- **Task requirements**: Could you reproduce, word for word and with nothing else, the stretch of the entries below that opens with the line containing "task: segment the blue sky" and closes with the line containing "87 43 L 139", both of those lines included?

=== Data excerpts ===

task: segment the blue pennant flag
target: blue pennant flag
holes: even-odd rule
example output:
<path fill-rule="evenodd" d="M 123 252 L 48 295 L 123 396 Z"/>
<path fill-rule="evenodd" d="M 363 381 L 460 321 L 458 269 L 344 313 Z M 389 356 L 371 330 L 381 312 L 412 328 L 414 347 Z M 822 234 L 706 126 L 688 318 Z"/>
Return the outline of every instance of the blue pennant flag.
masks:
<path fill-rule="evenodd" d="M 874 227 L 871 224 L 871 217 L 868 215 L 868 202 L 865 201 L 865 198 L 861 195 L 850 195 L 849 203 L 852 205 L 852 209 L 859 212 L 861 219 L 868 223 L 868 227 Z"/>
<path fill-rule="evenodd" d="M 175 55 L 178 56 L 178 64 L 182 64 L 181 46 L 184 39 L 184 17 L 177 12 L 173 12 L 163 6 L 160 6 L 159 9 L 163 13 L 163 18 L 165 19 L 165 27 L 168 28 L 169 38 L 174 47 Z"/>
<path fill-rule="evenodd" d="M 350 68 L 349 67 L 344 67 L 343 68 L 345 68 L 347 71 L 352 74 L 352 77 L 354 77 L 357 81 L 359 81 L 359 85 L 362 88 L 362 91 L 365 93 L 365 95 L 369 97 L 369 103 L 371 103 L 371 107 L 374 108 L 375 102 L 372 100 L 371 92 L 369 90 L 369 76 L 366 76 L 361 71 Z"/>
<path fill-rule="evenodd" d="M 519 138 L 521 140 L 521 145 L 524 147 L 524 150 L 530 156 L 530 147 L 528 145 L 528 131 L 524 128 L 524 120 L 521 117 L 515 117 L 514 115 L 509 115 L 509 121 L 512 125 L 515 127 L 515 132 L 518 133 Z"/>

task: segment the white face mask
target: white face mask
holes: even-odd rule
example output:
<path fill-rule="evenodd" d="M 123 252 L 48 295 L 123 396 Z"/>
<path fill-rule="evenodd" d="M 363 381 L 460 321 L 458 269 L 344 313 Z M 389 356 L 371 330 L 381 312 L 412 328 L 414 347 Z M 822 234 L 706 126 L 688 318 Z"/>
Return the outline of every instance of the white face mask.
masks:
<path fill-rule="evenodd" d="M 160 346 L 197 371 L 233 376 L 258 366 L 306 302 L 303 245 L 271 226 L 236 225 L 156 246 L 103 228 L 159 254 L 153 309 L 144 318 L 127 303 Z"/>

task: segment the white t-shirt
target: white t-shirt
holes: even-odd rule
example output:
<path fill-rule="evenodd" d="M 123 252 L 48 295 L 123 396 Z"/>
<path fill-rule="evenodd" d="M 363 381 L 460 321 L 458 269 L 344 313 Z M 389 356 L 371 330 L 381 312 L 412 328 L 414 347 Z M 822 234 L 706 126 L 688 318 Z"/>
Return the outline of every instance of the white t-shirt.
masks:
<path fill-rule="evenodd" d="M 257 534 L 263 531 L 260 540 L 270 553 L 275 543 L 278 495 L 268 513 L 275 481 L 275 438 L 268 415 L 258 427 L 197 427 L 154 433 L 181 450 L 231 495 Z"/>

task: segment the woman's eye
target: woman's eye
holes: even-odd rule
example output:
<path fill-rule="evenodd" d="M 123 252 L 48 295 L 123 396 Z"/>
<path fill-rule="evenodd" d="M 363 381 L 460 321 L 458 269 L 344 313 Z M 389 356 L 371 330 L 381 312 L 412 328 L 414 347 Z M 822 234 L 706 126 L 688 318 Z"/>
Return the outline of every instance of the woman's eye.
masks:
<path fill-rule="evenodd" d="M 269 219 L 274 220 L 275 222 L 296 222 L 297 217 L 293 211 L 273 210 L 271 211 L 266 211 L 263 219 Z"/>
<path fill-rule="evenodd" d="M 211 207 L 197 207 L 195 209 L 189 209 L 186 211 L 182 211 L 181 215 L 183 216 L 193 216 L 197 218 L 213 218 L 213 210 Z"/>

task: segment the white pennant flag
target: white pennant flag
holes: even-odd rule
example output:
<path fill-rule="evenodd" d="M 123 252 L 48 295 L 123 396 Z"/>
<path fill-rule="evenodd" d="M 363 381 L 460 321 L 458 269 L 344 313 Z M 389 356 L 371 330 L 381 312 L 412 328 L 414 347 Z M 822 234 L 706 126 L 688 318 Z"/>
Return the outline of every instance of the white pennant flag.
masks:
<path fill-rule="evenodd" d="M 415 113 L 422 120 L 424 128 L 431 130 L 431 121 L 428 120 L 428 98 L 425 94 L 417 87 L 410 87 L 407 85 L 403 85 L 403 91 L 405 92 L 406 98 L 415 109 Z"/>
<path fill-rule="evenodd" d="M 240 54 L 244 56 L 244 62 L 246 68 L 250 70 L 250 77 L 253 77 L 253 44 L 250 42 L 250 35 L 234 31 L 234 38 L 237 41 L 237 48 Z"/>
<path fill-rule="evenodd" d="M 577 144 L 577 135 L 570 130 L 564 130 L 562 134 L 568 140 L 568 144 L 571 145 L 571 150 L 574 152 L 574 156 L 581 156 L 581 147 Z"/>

===
=== Data excerpts ===

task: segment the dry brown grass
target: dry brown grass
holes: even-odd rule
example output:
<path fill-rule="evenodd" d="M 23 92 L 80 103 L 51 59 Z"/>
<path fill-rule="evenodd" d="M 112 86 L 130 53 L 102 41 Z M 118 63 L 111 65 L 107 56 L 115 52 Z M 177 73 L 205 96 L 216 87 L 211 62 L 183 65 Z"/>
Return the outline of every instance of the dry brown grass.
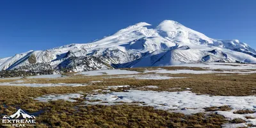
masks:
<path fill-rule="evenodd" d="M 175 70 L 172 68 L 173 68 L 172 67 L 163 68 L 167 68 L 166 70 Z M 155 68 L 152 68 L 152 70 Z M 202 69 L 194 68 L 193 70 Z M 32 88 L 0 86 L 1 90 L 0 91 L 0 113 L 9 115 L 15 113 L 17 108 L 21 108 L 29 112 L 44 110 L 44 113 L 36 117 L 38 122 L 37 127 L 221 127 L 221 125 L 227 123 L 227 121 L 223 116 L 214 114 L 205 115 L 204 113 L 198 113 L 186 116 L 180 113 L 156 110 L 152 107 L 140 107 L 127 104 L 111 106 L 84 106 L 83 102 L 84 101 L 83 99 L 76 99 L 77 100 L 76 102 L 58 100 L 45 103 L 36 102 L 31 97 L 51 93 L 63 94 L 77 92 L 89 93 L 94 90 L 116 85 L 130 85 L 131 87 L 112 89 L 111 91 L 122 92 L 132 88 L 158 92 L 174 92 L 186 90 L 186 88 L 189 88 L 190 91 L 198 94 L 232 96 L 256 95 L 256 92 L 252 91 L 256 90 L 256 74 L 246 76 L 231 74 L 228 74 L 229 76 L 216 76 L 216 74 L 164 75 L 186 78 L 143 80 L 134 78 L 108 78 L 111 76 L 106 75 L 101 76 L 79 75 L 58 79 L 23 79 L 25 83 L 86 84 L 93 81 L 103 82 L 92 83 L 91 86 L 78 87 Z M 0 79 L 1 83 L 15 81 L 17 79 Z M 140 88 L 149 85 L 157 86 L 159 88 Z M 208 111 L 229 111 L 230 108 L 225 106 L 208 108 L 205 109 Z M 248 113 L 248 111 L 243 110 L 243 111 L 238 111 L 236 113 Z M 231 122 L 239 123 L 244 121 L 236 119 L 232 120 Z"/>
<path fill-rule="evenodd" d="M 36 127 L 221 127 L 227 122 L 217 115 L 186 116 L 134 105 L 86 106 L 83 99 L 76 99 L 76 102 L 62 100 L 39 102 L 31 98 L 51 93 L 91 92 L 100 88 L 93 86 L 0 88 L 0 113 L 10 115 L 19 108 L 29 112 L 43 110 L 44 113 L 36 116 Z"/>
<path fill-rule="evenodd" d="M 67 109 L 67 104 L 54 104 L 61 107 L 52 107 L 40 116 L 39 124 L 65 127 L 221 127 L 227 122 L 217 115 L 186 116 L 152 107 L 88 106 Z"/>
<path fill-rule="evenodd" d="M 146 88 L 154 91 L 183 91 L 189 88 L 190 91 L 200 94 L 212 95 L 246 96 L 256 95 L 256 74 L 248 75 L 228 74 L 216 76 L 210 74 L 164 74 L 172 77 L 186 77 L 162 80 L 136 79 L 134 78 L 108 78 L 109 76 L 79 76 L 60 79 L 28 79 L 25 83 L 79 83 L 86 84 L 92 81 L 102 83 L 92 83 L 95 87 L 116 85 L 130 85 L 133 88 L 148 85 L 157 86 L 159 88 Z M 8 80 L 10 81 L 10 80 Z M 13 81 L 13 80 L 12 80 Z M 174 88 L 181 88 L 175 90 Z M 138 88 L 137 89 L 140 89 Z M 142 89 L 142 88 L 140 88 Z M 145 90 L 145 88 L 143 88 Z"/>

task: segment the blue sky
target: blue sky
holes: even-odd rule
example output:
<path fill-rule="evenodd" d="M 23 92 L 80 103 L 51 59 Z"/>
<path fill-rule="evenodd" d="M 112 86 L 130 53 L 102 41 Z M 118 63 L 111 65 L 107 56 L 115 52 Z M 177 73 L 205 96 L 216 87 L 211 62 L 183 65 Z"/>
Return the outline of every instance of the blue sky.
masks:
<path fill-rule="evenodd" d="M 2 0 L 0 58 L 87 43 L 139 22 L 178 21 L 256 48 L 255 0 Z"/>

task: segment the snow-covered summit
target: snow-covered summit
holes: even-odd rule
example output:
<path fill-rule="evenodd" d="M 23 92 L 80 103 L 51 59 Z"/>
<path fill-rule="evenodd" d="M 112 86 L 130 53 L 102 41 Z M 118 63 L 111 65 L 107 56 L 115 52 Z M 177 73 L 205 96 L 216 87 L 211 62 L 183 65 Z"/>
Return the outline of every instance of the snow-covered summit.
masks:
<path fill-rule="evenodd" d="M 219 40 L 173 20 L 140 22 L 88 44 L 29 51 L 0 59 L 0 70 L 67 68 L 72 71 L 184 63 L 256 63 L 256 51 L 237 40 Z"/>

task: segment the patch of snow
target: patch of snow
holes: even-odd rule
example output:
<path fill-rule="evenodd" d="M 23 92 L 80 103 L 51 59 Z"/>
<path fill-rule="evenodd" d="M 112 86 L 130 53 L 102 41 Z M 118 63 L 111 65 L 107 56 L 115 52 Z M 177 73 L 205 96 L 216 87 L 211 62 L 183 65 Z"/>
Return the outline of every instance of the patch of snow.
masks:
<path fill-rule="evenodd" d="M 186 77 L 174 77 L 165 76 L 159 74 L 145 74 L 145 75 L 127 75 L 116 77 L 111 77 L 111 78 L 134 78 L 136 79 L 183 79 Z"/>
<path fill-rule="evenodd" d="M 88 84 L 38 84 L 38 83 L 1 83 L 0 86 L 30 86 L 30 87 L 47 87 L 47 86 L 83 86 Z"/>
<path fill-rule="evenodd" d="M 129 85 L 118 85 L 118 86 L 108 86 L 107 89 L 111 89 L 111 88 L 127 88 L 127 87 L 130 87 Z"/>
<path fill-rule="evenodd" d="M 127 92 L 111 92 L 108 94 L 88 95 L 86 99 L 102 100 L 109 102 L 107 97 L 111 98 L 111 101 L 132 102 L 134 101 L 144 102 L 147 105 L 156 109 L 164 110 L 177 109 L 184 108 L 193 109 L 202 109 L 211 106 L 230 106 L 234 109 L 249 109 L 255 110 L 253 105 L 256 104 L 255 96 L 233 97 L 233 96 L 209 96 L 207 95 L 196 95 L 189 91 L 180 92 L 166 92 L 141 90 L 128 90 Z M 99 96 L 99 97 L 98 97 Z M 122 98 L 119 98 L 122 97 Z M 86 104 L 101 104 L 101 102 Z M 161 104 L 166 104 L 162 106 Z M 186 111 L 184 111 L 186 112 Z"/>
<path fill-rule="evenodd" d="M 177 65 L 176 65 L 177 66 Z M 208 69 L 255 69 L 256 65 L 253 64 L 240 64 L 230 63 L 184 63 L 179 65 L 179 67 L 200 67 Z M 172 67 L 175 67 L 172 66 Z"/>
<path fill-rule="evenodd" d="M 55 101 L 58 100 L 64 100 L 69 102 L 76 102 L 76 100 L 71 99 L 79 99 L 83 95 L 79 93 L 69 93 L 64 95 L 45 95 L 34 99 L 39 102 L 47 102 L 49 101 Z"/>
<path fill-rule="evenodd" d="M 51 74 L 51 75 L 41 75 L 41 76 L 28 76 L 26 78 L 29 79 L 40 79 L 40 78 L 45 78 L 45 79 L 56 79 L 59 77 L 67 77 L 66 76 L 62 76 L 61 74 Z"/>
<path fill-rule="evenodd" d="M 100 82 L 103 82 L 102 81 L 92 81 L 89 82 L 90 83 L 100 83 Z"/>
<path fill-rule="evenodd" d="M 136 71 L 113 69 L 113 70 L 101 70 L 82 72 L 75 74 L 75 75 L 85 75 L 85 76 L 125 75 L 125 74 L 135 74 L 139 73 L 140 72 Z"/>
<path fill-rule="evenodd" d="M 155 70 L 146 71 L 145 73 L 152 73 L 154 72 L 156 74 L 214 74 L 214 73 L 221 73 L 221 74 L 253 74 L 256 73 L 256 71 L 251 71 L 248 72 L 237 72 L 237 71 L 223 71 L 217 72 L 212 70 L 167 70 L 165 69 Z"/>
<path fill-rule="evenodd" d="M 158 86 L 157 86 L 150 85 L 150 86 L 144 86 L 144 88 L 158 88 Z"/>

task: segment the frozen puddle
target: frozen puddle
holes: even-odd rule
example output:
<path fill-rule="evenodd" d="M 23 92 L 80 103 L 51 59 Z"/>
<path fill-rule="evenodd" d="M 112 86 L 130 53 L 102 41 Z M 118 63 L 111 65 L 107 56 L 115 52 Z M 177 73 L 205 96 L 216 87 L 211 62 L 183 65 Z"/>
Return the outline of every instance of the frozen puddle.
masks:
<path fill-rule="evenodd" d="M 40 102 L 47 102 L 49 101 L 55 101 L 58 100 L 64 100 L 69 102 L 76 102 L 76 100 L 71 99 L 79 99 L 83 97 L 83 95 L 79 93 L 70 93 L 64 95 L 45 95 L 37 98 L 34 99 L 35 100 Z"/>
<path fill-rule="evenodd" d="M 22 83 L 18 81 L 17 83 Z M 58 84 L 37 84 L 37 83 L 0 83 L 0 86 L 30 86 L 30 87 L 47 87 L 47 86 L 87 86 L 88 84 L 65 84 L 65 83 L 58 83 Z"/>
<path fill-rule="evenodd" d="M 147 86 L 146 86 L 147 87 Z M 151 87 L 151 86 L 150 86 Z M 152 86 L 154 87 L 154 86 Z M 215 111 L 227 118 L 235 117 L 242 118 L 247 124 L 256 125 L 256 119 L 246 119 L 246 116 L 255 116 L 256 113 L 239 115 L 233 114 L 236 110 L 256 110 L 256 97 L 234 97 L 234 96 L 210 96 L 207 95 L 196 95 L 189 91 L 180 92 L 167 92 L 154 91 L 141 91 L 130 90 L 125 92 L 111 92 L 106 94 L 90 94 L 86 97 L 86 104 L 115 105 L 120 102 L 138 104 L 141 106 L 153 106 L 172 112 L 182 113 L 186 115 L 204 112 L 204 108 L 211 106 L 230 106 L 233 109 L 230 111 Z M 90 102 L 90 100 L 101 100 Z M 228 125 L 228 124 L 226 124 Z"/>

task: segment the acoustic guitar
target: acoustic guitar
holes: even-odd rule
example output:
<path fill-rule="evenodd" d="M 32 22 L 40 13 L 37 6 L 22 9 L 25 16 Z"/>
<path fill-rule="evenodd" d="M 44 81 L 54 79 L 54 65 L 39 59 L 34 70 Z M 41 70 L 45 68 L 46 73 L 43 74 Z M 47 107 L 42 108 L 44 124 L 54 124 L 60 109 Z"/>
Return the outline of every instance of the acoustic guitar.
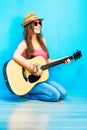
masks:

===

- **Exercise solution**:
task: segment the blue sky
target: blue sky
holes: even-odd rule
example output:
<path fill-rule="evenodd" d="M 23 92 L 80 103 L 51 59 Z"/>
<path fill-rule="evenodd" d="M 112 86 L 130 53 L 102 41 Z M 118 63 L 111 65 L 107 56 L 115 52 Z M 177 73 L 205 96 L 216 87 L 211 62 L 183 65 Z"/>
Return the outline of every instance of the blue sky.
masks:
<path fill-rule="evenodd" d="M 2 0 L 0 58 L 87 43 L 139 22 L 178 21 L 256 48 L 255 0 Z"/>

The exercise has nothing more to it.